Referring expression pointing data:
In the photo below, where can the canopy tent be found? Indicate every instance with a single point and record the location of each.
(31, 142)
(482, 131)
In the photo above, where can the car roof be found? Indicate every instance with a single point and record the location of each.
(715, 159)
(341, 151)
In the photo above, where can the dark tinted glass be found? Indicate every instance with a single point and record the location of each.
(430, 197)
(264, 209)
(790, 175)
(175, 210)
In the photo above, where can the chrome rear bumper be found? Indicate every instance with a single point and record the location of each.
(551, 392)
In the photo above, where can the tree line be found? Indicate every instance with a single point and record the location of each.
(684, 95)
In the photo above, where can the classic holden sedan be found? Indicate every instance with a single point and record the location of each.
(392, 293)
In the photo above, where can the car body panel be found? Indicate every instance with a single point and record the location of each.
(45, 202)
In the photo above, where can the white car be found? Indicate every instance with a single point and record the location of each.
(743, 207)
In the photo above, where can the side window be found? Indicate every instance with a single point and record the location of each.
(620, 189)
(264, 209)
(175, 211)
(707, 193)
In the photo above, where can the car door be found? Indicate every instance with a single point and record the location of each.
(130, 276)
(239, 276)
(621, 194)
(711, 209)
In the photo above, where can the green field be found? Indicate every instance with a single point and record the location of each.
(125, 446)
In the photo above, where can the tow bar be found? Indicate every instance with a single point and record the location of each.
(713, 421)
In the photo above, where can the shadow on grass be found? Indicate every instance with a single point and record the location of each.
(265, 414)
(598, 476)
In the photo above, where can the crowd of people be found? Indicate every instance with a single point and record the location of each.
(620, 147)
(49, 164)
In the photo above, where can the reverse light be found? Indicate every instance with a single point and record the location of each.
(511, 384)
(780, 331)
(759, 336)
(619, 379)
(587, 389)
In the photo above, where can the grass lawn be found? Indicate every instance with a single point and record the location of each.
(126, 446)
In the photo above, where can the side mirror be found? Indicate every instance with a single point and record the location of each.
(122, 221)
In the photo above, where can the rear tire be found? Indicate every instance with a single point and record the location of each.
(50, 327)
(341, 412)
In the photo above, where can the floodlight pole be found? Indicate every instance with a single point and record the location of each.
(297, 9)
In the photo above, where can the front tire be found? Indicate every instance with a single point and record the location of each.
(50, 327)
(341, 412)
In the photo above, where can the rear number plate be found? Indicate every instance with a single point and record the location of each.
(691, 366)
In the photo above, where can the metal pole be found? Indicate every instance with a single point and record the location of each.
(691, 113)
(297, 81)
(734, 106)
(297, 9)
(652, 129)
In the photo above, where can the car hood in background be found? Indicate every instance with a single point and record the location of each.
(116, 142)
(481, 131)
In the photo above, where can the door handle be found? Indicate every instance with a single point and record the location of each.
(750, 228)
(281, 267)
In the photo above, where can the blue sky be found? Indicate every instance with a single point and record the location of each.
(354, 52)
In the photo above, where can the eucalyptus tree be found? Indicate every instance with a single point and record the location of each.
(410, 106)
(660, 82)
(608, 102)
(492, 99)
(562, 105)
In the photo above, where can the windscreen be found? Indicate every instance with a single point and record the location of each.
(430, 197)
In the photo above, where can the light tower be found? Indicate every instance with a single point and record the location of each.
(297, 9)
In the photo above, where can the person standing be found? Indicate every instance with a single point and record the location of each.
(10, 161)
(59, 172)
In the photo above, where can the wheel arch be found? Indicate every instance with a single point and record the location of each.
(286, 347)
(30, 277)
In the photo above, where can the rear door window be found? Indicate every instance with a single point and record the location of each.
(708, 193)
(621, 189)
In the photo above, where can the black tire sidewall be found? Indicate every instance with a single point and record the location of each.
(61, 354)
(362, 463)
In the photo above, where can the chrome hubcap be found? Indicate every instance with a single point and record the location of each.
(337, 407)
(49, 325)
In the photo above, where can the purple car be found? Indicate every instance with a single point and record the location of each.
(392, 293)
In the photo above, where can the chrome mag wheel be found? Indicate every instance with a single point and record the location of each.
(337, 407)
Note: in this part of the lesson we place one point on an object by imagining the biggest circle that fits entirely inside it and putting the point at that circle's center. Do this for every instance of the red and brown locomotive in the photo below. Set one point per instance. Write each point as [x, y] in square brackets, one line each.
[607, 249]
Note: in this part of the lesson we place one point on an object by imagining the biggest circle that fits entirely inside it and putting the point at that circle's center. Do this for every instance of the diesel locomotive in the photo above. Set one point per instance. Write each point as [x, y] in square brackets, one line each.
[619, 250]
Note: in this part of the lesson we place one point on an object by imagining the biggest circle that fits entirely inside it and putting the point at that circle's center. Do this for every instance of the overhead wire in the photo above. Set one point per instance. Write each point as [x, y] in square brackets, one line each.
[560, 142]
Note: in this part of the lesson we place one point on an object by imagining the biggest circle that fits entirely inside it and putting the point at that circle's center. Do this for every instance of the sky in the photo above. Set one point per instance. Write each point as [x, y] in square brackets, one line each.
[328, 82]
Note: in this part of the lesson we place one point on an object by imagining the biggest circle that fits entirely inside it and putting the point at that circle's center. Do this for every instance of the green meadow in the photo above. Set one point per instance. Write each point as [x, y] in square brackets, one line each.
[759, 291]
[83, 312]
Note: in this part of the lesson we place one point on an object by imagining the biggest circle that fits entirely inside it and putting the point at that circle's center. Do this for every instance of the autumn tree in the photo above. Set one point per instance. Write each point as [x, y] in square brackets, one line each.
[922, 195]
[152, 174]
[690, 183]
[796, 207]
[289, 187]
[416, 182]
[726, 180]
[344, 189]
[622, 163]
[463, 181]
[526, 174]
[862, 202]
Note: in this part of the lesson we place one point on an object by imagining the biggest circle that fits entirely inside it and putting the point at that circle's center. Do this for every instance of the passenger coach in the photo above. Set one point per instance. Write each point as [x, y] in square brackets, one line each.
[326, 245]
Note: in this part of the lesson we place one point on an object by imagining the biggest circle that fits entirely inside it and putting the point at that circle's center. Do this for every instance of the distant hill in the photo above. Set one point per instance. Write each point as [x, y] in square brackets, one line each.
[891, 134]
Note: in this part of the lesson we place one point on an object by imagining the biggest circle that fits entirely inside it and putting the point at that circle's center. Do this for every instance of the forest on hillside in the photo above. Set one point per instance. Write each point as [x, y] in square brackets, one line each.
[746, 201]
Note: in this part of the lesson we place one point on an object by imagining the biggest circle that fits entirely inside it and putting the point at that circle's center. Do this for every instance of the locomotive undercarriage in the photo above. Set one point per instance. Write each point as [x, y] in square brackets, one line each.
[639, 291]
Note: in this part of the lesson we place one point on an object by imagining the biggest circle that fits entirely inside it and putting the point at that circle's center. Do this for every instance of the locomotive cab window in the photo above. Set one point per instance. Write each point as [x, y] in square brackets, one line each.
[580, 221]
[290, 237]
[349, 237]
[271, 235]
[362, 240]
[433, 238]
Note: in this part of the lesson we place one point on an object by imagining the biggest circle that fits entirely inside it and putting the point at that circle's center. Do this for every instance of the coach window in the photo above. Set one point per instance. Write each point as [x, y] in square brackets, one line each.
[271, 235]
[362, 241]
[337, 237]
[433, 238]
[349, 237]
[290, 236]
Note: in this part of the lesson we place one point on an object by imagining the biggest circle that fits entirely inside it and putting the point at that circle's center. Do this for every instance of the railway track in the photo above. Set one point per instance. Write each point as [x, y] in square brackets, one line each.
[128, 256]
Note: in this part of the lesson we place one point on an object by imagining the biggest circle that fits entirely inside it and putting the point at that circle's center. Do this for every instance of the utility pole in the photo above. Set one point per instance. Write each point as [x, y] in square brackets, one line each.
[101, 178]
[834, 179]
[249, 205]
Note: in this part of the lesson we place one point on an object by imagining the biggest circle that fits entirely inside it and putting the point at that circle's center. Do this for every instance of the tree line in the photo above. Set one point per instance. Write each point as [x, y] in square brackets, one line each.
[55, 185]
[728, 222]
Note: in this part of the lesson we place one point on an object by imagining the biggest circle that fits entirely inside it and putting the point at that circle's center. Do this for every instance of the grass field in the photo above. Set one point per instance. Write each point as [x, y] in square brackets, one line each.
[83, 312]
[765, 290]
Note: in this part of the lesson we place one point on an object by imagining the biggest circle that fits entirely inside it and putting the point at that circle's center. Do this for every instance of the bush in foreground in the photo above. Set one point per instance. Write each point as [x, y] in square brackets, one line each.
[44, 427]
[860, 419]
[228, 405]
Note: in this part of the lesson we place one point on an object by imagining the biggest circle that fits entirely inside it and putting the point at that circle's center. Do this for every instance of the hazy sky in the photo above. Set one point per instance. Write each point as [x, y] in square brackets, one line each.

Problem to work on:
Going from the line that contains "of the bush" to the last line of the records, reproduce every line as written.

Response to this exercise:
Note: in this part of the lesson we place one point on an object by imagining the biggest circle that fits entirely inside it and putting the point at that circle's center. Do this for every instance of the bush in foreground in the photo above. Set one point per instance. Write each point as [x, y] in square brackets, one line each.
[44, 427]
[860, 419]
[228, 405]
Note: in this part of the lesson we place one point on an object by imagining the biggest circle that fits entirely inside it and putting the point at that circle's center. Do this for every instance of the hazy sky in the photo above. Set one point per instance. Write each point as [x, y] in square brackets, one line each.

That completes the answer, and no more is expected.